◆ Stated problem ◆
Rewrite each of the rows below, replacing every occurrence of "black tool box" with "black toolbox" and leaving all other text unchanged.

◆ Input rows ◆

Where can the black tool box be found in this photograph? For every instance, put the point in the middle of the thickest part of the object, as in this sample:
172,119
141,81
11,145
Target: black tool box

◆ Exercise answer ◆
Where can the black toolbox be found in this photograph? For every instance, put the point in the middle of the thickest part of the object, as in this sample:
172,119
141,81
11,145
Target: black toolbox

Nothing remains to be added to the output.